Try it -
Return all lines of the listing below that carry the word "kayak".

Top of Supplied material

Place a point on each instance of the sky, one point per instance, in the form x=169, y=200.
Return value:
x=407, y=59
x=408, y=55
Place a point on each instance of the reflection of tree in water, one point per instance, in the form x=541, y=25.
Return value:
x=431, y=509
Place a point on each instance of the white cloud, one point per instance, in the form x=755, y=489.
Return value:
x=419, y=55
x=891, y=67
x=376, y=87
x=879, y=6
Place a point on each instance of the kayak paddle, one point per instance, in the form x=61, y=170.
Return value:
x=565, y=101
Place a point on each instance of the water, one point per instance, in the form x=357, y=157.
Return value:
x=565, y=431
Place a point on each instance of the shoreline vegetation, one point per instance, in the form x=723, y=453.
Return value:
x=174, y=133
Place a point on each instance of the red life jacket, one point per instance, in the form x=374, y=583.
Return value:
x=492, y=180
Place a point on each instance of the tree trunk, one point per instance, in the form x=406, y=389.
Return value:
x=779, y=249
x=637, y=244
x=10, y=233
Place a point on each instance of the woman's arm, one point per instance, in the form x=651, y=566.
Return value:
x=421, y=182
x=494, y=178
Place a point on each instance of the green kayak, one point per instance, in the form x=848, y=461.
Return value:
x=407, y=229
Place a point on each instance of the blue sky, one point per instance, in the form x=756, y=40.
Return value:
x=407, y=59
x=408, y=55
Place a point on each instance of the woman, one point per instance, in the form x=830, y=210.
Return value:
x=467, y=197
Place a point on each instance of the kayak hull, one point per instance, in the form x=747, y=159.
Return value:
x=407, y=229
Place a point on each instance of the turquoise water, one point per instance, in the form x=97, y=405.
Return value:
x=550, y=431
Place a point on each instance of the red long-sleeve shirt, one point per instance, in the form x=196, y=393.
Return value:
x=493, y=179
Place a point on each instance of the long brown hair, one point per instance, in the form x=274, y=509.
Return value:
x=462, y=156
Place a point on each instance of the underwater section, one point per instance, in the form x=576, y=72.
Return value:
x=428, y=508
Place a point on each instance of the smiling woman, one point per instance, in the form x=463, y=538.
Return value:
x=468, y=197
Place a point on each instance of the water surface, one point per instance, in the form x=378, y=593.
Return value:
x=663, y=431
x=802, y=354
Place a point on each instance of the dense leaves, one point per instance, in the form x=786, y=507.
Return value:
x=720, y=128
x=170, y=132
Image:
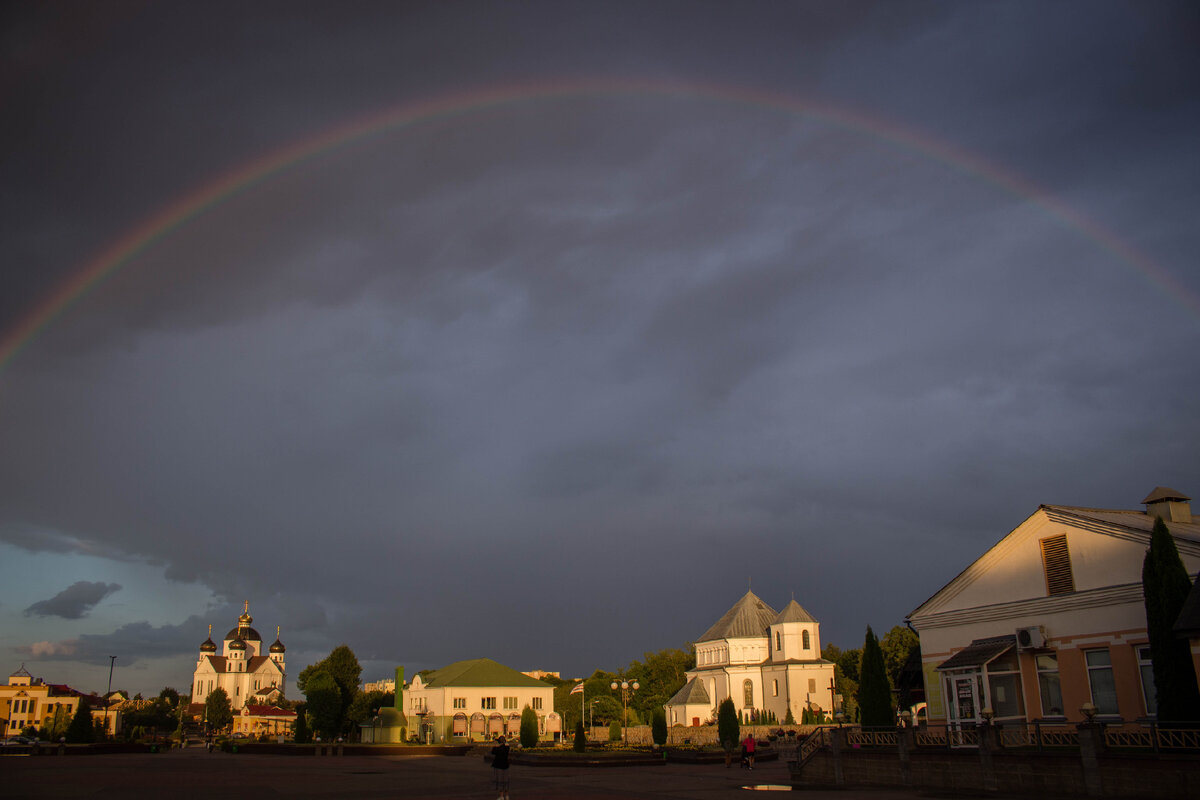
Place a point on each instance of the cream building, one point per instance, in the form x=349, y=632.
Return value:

Bottom of Supplied material

Exercise solution -
Place a point on each instance of the kayak paddle, one point per instance, in the form x=61, y=170.
Place a point on each instance of the green kayak, one point per instance, in the form x=848, y=461.
Place a point on each instance of the kayak hull, one point per instance, in the form x=747, y=159.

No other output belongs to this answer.